--- Start of Information shown ---
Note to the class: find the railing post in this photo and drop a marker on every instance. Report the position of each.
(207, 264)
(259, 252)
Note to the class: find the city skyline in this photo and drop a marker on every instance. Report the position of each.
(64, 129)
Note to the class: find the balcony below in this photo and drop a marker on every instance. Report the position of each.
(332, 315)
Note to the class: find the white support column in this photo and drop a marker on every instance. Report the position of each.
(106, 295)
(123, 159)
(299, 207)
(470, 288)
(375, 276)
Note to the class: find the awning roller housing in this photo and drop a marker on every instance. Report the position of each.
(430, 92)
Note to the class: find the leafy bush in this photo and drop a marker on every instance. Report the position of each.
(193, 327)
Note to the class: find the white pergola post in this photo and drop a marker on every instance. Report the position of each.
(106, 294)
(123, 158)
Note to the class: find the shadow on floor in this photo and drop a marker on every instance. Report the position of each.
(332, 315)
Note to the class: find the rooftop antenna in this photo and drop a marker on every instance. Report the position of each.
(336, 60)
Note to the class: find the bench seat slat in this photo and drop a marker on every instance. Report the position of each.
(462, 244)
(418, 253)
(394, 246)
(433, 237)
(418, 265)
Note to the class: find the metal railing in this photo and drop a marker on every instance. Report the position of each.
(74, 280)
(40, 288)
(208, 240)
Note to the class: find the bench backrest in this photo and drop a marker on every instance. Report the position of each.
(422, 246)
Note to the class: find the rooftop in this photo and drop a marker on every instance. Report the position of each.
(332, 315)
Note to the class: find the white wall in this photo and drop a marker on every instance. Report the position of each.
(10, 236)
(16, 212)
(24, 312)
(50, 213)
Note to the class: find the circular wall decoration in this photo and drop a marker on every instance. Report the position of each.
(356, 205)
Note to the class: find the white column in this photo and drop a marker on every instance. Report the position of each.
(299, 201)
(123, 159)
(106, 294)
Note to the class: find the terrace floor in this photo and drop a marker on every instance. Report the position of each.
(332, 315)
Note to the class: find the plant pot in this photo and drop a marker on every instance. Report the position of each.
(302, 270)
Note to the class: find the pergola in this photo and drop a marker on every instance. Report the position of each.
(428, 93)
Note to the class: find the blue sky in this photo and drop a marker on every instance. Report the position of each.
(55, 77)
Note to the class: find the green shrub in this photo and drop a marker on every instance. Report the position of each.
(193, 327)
--- End of Information shown ---
Show the data once more, exactly as it was written.

Note to the class: find the railing post in this photo and drop a marker on every instance. Report the position of each.
(207, 264)
(259, 252)
Note to the class: find the city skyline in this photo and drop a marker on every instance. Report the position of each.
(64, 129)
Note to the class: find the balcony below in this photo and drop a marker on every instance. Report the position of each.
(332, 315)
Note to the class: find the white support column in this photo and drop a marker on every instance. Report the position of each.
(106, 295)
(123, 159)
(299, 207)
(470, 288)
(375, 276)
Note to the class: find the awning roller housing in this photo and drop a marker on every instance. Report the position of each.
(430, 92)
Note to the class: find the leafy bush in this photo and drop a marker on every instance. Report the position of each.
(193, 327)
Note to the class: find the white pergola post in this photo and drop a marker on every instance. Report the position of each.
(106, 294)
(123, 158)
Note to the class: find the shadow on floor in this photo and drop a marker on every instance. Report the position of each.
(332, 315)
Note to the class: find the rooftop antenna in this photo and drop a marker on every instance. Report the position of each.
(336, 60)
Note to the class: find the bench seat slat in this photo and drop a marker on every instance. Report the position of each.
(462, 244)
(418, 253)
(394, 246)
(433, 237)
(418, 265)
Note to the class: find the metal railing in this photo and drop a marker on every instance. Report the position of each.
(74, 280)
(40, 288)
(208, 240)
Note to the class: find the bench backrest in this photo and drop a marker on every instance. Report the position of each.
(422, 246)
Note to the class: find the rooftop in this photo and drop a marker on every instance. Report the position of each.
(332, 315)
Note to the class: find the white wall in this photo and drop a marker on every instance. Report the position of each.
(10, 236)
(16, 212)
(24, 312)
(50, 213)
Note to the class: find the circular wall decoration in this photo and drop a marker on every instance. Report the position of each.
(356, 205)
Note to the class: find the white column in this photo and drop a marker on every instance. Report the position of each.
(299, 201)
(123, 159)
(106, 294)
Note to the class: find the terrace floor in this photo and drop a marker on every instance. Report the position of each.
(332, 315)
Note to the class: find the plant pot in this photo and drop a marker on every instance. Report the position of each.
(302, 270)
Note to the class: find the pergola in this photo and drop a marker on every instance. Report the position of each.
(428, 93)
Note to the class: find the blue sky in this photo and drop a marker on every instance. Report the position of each.
(55, 77)
Note to the class: find the green shrub in this photo and drop a marker on every instance. Report the position of each.
(193, 327)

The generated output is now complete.